» GOAL
Return every row below that contains the string "brown", copying each one in full. The match is case-sensitive.
** start **
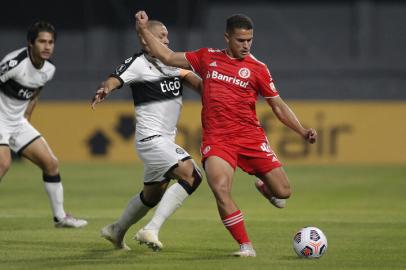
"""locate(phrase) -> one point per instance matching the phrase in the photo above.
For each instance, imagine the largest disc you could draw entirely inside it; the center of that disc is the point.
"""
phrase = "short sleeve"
(266, 84)
(195, 59)
(127, 71)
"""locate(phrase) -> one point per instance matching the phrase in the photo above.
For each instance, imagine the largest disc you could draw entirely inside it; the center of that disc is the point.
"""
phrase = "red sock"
(235, 225)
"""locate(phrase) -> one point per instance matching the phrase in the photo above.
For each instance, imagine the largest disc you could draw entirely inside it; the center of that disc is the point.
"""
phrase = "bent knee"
(51, 166)
(283, 193)
(4, 166)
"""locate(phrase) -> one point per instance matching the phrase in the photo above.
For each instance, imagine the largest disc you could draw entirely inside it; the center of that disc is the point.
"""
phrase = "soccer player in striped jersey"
(157, 93)
(23, 74)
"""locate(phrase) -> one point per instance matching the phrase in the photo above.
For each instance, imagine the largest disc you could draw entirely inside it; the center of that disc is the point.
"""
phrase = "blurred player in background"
(232, 135)
(23, 73)
(157, 93)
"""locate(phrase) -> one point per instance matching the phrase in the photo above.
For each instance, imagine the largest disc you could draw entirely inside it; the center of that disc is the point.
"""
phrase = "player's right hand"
(141, 19)
(100, 95)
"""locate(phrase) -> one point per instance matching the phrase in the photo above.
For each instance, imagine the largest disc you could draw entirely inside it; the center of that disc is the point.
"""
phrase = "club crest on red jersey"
(244, 73)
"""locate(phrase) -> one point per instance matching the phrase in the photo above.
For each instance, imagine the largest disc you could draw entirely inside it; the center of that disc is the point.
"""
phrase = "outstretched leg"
(220, 178)
(189, 178)
(275, 187)
(5, 160)
(41, 155)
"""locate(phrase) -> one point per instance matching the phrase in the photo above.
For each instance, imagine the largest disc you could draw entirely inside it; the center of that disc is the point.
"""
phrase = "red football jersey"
(230, 90)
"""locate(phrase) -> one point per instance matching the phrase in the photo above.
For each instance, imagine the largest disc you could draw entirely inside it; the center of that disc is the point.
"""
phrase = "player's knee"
(283, 192)
(193, 183)
(51, 166)
(51, 178)
(4, 166)
(148, 200)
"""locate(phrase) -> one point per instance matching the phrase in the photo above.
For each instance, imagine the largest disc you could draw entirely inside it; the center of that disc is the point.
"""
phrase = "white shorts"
(18, 135)
(160, 154)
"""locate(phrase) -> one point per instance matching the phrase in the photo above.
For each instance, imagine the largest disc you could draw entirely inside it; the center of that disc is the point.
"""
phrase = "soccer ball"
(310, 242)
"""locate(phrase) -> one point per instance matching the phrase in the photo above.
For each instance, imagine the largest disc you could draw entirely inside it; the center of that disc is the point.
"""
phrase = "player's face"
(43, 46)
(239, 42)
(161, 33)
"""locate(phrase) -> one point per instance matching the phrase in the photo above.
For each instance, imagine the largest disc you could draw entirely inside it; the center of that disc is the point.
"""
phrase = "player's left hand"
(100, 95)
(311, 135)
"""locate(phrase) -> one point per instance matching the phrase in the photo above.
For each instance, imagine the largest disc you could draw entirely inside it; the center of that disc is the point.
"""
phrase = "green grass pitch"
(361, 209)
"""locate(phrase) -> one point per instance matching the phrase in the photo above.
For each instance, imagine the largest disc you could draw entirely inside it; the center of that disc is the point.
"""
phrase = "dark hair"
(239, 21)
(37, 27)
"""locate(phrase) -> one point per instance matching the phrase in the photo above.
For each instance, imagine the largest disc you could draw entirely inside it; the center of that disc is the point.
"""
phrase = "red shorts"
(253, 156)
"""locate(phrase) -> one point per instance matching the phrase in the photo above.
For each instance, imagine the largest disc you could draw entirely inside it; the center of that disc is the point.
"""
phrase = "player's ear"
(227, 37)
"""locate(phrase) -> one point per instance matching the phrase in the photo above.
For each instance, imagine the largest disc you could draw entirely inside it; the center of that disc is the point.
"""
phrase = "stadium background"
(341, 65)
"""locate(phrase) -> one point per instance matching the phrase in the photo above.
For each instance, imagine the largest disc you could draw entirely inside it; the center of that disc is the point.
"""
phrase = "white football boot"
(69, 222)
(261, 187)
(110, 233)
(246, 250)
(150, 238)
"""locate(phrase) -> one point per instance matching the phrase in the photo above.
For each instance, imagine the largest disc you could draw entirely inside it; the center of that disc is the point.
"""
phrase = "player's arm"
(31, 105)
(193, 81)
(105, 89)
(288, 117)
(160, 51)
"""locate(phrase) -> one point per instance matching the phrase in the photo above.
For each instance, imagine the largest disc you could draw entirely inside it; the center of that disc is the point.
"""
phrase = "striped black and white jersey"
(19, 81)
(157, 94)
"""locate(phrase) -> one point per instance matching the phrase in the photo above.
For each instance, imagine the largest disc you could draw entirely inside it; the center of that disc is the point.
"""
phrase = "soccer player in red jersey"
(232, 135)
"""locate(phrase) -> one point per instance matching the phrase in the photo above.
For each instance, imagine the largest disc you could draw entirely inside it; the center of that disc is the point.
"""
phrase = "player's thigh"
(41, 154)
(5, 159)
(278, 182)
(160, 156)
(219, 174)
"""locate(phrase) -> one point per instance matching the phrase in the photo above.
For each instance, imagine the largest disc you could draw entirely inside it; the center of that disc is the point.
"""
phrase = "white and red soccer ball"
(310, 242)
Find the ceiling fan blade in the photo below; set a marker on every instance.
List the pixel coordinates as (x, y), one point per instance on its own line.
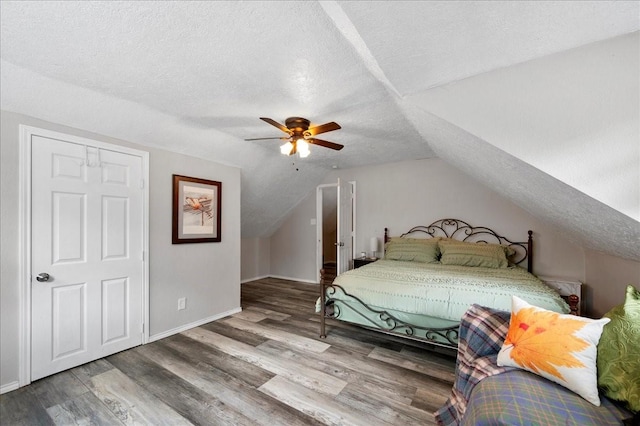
(323, 128)
(326, 144)
(276, 124)
(264, 139)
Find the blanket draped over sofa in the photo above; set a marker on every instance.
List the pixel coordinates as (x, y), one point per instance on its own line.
(510, 395)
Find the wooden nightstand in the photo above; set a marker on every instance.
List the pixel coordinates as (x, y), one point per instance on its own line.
(567, 288)
(361, 261)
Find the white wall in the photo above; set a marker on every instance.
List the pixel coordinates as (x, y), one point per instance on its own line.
(255, 258)
(208, 274)
(574, 115)
(293, 245)
(607, 278)
(402, 195)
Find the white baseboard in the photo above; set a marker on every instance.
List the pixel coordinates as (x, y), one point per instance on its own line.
(293, 279)
(9, 387)
(192, 325)
(254, 279)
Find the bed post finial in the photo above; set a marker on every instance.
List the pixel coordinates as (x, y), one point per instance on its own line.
(530, 252)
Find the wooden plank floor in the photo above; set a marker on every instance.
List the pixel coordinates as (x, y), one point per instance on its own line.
(263, 366)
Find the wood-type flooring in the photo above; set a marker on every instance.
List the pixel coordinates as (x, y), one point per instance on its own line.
(263, 366)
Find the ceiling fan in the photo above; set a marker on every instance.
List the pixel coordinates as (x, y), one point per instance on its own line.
(301, 135)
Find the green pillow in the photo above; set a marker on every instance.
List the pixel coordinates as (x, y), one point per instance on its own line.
(619, 352)
(474, 254)
(424, 250)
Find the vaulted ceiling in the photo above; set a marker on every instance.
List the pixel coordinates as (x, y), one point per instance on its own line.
(539, 100)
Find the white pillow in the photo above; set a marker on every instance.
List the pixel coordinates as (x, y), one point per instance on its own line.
(559, 347)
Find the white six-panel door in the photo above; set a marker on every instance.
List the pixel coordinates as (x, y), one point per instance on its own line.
(344, 231)
(87, 236)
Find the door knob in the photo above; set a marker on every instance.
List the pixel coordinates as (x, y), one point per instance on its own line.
(42, 277)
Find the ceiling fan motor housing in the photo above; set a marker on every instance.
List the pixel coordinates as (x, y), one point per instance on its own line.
(297, 125)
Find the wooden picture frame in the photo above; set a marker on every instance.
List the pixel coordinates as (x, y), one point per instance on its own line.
(197, 204)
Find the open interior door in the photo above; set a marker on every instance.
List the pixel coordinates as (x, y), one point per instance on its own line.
(344, 241)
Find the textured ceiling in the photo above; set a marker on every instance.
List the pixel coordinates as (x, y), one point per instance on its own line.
(194, 77)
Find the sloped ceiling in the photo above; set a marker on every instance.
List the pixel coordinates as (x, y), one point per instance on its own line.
(405, 80)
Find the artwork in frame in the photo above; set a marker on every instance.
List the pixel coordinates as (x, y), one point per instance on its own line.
(196, 210)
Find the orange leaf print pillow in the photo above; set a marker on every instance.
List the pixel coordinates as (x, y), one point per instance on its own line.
(559, 347)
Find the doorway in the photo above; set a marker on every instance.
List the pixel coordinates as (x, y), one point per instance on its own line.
(84, 229)
(335, 213)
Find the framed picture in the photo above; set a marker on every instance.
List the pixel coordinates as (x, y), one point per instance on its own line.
(196, 210)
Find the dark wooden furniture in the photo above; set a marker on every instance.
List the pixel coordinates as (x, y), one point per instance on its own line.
(361, 261)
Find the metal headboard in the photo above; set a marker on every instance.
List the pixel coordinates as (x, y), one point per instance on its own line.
(462, 231)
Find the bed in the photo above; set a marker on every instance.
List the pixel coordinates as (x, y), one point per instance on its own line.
(416, 295)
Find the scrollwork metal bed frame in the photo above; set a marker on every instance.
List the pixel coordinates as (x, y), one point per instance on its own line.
(387, 322)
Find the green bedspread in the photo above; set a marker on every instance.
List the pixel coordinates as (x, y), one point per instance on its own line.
(445, 291)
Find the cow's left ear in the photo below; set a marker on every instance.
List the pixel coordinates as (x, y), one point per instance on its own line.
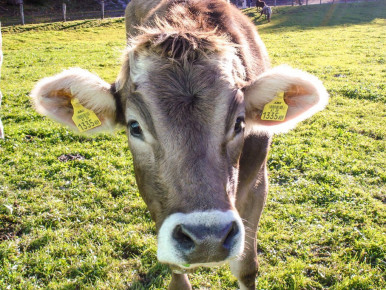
(304, 94)
(78, 99)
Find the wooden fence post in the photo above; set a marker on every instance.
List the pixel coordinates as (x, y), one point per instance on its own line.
(22, 13)
(64, 12)
(1, 61)
(103, 9)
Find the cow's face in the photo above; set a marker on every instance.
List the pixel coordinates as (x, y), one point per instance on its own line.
(185, 123)
(185, 126)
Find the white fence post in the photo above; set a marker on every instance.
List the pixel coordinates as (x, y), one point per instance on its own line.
(64, 12)
(1, 61)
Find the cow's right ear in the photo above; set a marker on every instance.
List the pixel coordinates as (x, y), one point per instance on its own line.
(57, 96)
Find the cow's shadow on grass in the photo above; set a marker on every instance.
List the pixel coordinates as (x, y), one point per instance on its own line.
(154, 278)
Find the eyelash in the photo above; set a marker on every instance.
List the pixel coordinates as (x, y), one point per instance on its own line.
(135, 129)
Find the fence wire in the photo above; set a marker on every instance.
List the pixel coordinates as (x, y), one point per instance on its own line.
(95, 14)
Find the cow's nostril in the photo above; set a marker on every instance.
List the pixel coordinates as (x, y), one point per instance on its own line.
(230, 235)
(183, 238)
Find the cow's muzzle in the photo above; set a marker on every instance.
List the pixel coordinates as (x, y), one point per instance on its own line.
(200, 238)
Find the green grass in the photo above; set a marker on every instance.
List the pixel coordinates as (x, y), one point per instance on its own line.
(81, 224)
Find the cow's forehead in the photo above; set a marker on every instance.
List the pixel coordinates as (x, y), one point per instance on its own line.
(192, 98)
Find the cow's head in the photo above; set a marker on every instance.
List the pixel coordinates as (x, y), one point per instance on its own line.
(186, 111)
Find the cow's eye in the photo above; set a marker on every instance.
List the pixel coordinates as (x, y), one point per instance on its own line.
(135, 129)
(239, 125)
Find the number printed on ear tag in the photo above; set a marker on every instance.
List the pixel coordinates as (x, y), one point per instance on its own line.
(275, 110)
(83, 118)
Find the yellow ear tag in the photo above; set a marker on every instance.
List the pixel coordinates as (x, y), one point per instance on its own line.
(275, 110)
(83, 118)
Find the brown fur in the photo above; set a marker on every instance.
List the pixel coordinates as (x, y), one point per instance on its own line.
(193, 72)
(187, 89)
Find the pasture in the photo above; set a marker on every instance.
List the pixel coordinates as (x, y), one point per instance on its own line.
(70, 213)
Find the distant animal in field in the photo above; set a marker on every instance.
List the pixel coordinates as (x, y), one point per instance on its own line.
(267, 11)
(260, 4)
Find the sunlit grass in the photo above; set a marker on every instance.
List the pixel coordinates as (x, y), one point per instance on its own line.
(81, 223)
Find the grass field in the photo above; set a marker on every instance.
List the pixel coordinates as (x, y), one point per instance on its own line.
(80, 224)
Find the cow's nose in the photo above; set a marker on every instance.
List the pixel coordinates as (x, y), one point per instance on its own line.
(200, 238)
(203, 244)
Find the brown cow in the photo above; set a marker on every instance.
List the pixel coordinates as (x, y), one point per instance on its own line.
(191, 92)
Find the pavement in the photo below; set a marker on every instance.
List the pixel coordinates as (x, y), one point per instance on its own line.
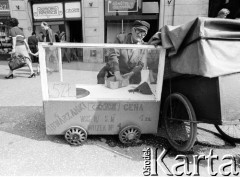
(25, 148)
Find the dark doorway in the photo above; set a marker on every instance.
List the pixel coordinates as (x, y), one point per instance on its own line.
(75, 31)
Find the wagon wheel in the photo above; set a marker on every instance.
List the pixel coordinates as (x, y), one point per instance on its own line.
(229, 132)
(76, 135)
(179, 118)
(129, 134)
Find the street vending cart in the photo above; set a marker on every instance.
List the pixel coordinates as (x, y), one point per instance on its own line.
(204, 83)
(76, 106)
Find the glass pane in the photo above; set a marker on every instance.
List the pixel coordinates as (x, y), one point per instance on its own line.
(101, 73)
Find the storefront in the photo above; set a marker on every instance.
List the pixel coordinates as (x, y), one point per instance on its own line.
(5, 41)
(62, 17)
(119, 16)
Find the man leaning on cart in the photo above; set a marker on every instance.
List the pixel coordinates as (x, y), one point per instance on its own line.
(127, 63)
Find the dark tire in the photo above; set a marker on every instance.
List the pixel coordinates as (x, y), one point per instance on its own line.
(129, 134)
(179, 117)
(229, 132)
(76, 135)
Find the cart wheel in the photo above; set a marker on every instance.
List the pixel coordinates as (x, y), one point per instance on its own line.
(178, 115)
(129, 134)
(229, 132)
(76, 135)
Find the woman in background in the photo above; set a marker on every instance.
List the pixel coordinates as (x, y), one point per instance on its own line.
(19, 46)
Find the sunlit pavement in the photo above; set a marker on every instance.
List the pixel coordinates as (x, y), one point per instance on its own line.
(25, 149)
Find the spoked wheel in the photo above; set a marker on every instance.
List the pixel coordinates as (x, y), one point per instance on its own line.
(229, 132)
(179, 118)
(76, 136)
(129, 134)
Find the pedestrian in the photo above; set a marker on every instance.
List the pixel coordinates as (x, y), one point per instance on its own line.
(66, 52)
(41, 37)
(19, 46)
(223, 13)
(127, 63)
(51, 53)
(33, 45)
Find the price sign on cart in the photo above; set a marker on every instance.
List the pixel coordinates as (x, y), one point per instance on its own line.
(61, 90)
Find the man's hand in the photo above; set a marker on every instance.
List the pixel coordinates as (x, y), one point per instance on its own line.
(128, 75)
(13, 51)
(118, 76)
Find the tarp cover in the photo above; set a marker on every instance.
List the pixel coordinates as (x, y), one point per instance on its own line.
(208, 47)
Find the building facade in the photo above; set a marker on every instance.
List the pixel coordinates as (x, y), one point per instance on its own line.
(99, 21)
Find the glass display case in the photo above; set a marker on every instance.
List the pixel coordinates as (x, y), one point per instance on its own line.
(77, 106)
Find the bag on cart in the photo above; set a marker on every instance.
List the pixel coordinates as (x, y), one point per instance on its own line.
(17, 61)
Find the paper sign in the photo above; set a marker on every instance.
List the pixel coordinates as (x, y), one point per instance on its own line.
(61, 90)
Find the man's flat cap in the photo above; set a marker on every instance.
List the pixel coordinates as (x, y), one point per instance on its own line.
(141, 24)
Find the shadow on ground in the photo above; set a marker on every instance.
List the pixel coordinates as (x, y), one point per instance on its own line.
(29, 122)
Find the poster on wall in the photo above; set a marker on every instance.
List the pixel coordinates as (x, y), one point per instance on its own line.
(122, 5)
(48, 11)
(4, 6)
(72, 10)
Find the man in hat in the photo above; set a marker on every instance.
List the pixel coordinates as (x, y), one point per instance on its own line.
(127, 63)
(223, 13)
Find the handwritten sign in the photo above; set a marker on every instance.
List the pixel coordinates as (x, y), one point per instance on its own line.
(61, 90)
(73, 10)
(48, 11)
(122, 5)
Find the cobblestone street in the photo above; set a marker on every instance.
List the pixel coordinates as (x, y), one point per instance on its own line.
(26, 149)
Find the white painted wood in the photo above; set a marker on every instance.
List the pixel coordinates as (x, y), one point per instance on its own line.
(92, 31)
(91, 12)
(60, 63)
(99, 45)
(91, 21)
(95, 3)
(92, 39)
(101, 117)
(43, 71)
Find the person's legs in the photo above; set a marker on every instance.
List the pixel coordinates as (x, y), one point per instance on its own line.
(29, 63)
(10, 74)
(23, 50)
(101, 75)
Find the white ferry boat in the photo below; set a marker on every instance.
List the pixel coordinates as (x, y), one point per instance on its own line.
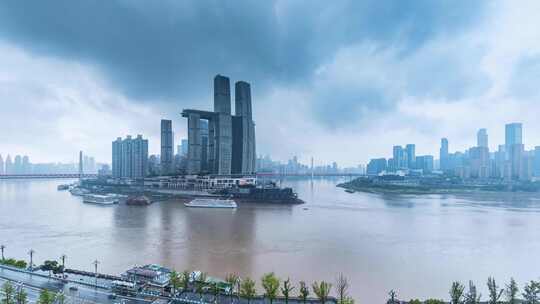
** end **
» EXPECTED ANSWER
Find the brown fur in the photo above; set a marker on every instance.
Find the brown cow in the photo above; set a marker on every instance.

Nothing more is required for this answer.